* Exercise aim *
Transcribe each line of the records below exactly, excluding any embedded images.

Records contained in a dataset
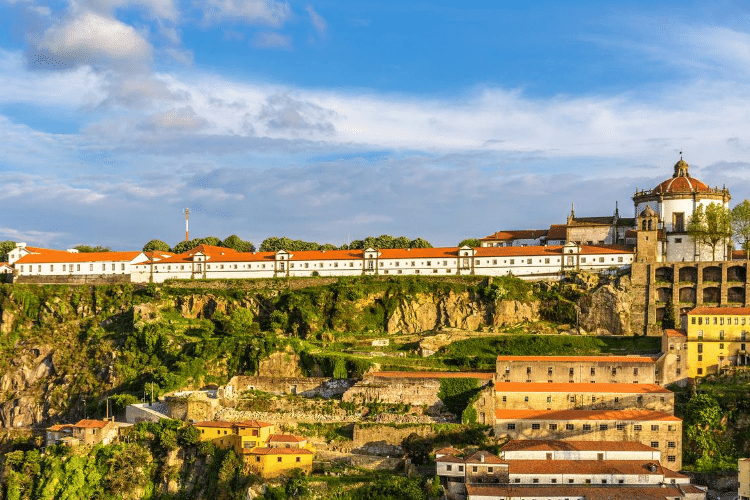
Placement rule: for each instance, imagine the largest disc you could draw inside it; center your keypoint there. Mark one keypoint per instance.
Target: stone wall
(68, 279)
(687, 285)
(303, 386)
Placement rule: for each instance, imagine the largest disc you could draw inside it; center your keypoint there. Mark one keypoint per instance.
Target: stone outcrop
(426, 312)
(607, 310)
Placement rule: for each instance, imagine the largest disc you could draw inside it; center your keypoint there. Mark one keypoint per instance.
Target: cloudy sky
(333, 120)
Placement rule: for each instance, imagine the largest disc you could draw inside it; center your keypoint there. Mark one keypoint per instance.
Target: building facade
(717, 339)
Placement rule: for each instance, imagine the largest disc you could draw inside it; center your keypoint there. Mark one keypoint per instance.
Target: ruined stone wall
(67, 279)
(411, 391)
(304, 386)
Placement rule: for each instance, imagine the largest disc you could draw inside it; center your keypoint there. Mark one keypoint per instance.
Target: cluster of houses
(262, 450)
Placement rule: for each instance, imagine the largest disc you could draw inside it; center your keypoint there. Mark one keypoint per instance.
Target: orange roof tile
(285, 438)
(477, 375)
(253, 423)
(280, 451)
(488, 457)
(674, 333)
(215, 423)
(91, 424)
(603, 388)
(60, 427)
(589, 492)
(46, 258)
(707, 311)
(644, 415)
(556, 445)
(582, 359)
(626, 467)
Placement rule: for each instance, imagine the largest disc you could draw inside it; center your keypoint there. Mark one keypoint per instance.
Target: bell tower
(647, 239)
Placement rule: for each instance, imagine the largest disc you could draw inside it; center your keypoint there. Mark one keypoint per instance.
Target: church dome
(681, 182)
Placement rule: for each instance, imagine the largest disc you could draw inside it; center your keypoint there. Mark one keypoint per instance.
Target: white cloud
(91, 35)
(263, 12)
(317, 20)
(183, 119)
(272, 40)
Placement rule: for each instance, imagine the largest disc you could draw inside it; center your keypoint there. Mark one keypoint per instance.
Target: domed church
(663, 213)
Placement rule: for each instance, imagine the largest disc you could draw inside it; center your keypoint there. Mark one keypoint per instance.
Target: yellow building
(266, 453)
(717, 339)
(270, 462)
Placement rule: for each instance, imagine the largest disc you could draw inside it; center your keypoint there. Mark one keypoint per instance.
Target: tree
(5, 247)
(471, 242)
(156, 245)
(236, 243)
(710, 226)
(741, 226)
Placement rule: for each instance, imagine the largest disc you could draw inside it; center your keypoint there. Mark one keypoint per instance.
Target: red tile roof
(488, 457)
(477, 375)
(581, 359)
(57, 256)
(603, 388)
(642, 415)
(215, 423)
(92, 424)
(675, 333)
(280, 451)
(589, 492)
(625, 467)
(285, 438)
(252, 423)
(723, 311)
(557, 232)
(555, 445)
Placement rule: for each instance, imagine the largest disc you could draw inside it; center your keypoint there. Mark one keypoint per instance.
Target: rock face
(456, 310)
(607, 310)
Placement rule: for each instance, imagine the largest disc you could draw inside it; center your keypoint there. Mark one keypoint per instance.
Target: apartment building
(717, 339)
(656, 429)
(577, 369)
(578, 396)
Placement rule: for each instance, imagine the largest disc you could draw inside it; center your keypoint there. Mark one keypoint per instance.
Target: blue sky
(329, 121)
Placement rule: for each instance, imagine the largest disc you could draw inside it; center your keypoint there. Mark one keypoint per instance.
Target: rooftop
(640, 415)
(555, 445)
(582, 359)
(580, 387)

* Problem solution *
Placement rule: for each instance, imagine the largest disc you could draw inside it; center your keypoint there. Mark one keypoint per instance.
Target: stone wall
(68, 279)
(687, 285)
(303, 386)
Placement rule: for each instance, imagine the largest disc you could draw inside it; center your keypoint there. Mark one keypoint per instance.
Target: stone outcrop
(426, 312)
(607, 310)
Placement rule: for each instance, imagine the largest disc you could draw inside it; center your keypoint there. Mark one keypoint per instance.
Target: cloudy sky
(333, 120)
Placement rule: for each instance, imagine the largest disc you could draw inside it; center your keypoint there. Mark one keypoint per instance.
Target: building facade
(717, 339)
Placement rule: for each instance, imagine the largest disc you could draw inside it; center your keypoint there. Mark one keypoint per instance.
Target: ruined stone wall
(67, 279)
(411, 391)
(304, 386)
Placement rule: for each instance, imagine the largest disc you could draw inside it; center your keypoint there. Mark one keypoint per instance.
Target: cluster of houses
(262, 450)
Placement rule: for each instance, imagine the largest disc you could draw inside it; center your keypoint there. Mark one keypoint per instance.
Target: orange roof tile
(285, 438)
(477, 375)
(253, 423)
(280, 451)
(488, 457)
(674, 333)
(215, 423)
(91, 424)
(603, 388)
(60, 427)
(589, 492)
(46, 258)
(707, 311)
(644, 415)
(556, 445)
(582, 359)
(626, 467)
Placement rule: for each instance, imagine the largest disc you could draw inside it; center your keypoint there. Mark one keypoint per instance.
Target: bell tower
(647, 239)
Placement rule: for each instance, imagine the largest disc you could draw inside it; center your keypoint there. Mark one keypoint per instance.
Target: church dome
(681, 182)
Placement rule: for each instance, imagine the largest disc you could draw inside it; center your keypoint there. Mark one keypoint per instance.
Target: white cloud
(91, 35)
(263, 12)
(317, 20)
(183, 119)
(272, 40)
Placement rule: for each instance, imagine the largest disc you could draw inside it; center your keypoint there. Mark one keypoint per instance.
Target: domed church
(663, 213)
Placement rule: for each instance, imagine the largest disc you could draw inside it; center your keypoint there. Mark one keypoint per instance.
Target: yellow building
(266, 453)
(717, 339)
(270, 462)
Placement rule: for each instance, imagine the largest disc you could draw inside it; center your keypoint there. Mark one keypoint per instance.
Target: tree
(5, 247)
(471, 242)
(156, 245)
(236, 243)
(710, 226)
(741, 226)
Placement rule: for each instance, imagine the largest disc you could draw inside it; center your keypoint there. Mark one keypoint per instance.
Target: red tile roof
(488, 457)
(477, 375)
(581, 359)
(57, 256)
(603, 388)
(642, 415)
(215, 423)
(92, 424)
(675, 333)
(280, 451)
(589, 492)
(625, 467)
(285, 438)
(252, 423)
(723, 311)
(557, 232)
(555, 445)
Placement rule: for each instance, imagine the largest disc you could draw inside it; center your keypoint there. Mark one keypoint per instance.
Target: rock face
(456, 310)
(607, 310)
Placement rule: for each instance, imagine the largest disc you could draw inside it; center your keypoint there. Mark one keypoint per instance.
Target: apartment building
(717, 339)
(656, 429)
(577, 369)
(578, 396)
Placement rule: for each instance, imagine the largest disc you could draw inside it; center your keypoint there. Mark one keypoint per instance.
Target: blue sky
(329, 121)
Placement rule: for each instance, imagine the largest disc you could draw inside it; center your keypoint there. Mark one keypoint per instance.
Target: rooftop
(640, 415)
(555, 445)
(582, 359)
(580, 387)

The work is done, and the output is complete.